#### [Objective]
Repeat every entry in the listing below, exactly.

(Excerpts of location labeling data)
---
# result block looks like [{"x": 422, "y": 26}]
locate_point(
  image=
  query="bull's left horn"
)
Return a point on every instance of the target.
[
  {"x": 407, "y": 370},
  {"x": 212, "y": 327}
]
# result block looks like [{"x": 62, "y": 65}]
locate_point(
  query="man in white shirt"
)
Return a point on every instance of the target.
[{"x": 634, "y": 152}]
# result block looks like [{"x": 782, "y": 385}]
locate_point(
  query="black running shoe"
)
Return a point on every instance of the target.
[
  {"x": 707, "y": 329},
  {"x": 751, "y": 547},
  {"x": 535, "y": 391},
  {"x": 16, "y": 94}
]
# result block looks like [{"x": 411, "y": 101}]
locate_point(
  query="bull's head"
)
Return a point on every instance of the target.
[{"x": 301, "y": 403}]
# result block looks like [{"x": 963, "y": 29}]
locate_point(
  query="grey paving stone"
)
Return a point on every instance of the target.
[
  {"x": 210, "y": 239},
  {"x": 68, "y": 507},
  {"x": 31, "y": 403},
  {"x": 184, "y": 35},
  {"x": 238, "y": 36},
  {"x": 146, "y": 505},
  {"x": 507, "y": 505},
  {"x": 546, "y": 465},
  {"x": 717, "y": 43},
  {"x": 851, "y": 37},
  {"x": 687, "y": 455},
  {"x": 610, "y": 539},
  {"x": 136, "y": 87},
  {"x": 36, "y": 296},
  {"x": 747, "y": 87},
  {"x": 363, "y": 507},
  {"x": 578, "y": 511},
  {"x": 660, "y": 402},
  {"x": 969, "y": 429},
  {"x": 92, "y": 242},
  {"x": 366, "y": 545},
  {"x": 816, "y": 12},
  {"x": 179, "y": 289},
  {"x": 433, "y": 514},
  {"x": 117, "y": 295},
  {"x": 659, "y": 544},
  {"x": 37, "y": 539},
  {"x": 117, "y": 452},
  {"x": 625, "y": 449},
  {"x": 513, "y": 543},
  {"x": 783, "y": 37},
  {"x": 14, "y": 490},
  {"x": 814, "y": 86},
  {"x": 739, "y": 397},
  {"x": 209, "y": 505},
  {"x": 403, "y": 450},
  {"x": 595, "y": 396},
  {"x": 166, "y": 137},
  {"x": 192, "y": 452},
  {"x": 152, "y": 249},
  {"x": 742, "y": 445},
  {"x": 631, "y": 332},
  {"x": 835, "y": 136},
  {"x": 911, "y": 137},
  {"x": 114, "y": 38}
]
---
#### [Final result]
# result block looks like [{"x": 422, "y": 26}]
locate_point(
  image=
  query="bull's left horn"
)
Return a point on every instance of the target.
[
  {"x": 407, "y": 370},
  {"x": 212, "y": 327}
]
# result block looks like [{"x": 62, "y": 65}]
locate_point(
  query="man in white shirt"
)
Return a point on every instance of the target.
[{"x": 634, "y": 152}]
# result block looks like [{"x": 782, "y": 385}]
locate_point(
  query="black running shoe"
)
Return a point on every instance of the target.
[
  {"x": 707, "y": 329},
  {"x": 751, "y": 547},
  {"x": 535, "y": 391},
  {"x": 16, "y": 94}
]
# result block looks like [{"x": 411, "y": 101}]
locate_point(
  query="bull's head"
)
Return a point on every instance of the target.
[{"x": 301, "y": 403}]
# result block looks like [{"x": 963, "y": 29}]
locate_point(
  query="grey paving stone"
)
Return a point on every instance of the target.
[
  {"x": 210, "y": 239},
  {"x": 68, "y": 507},
  {"x": 31, "y": 403},
  {"x": 184, "y": 35},
  {"x": 238, "y": 36},
  {"x": 146, "y": 505},
  {"x": 507, "y": 505},
  {"x": 546, "y": 465},
  {"x": 717, "y": 43},
  {"x": 851, "y": 37},
  {"x": 687, "y": 455},
  {"x": 610, "y": 539},
  {"x": 136, "y": 87},
  {"x": 36, "y": 296},
  {"x": 747, "y": 87},
  {"x": 363, "y": 507},
  {"x": 578, "y": 511},
  {"x": 660, "y": 402},
  {"x": 969, "y": 429},
  {"x": 92, "y": 242},
  {"x": 366, "y": 545},
  {"x": 816, "y": 12},
  {"x": 179, "y": 289},
  {"x": 433, "y": 514},
  {"x": 117, "y": 295},
  {"x": 659, "y": 544},
  {"x": 37, "y": 539},
  {"x": 117, "y": 452},
  {"x": 625, "y": 449},
  {"x": 513, "y": 543},
  {"x": 783, "y": 37},
  {"x": 14, "y": 490},
  {"x": 814, "y": 86},
  {"x": 739, "y": 397},
  {"x": 209, "y": 505},
  {"x": 403, "y": 450},
  {"x": 595, "y": 396},
  {"x": 166, "y": 137},
  {"x": 192, "y": 452},
  {"x": 152, "y": 249},
  {"x": 742, "y": 445},
  {"x": 631, "y": 332},
  {"x": 835, "y": 136},
  {"x": 911, "y": 137},
  {"x": 114, "y": 38}
]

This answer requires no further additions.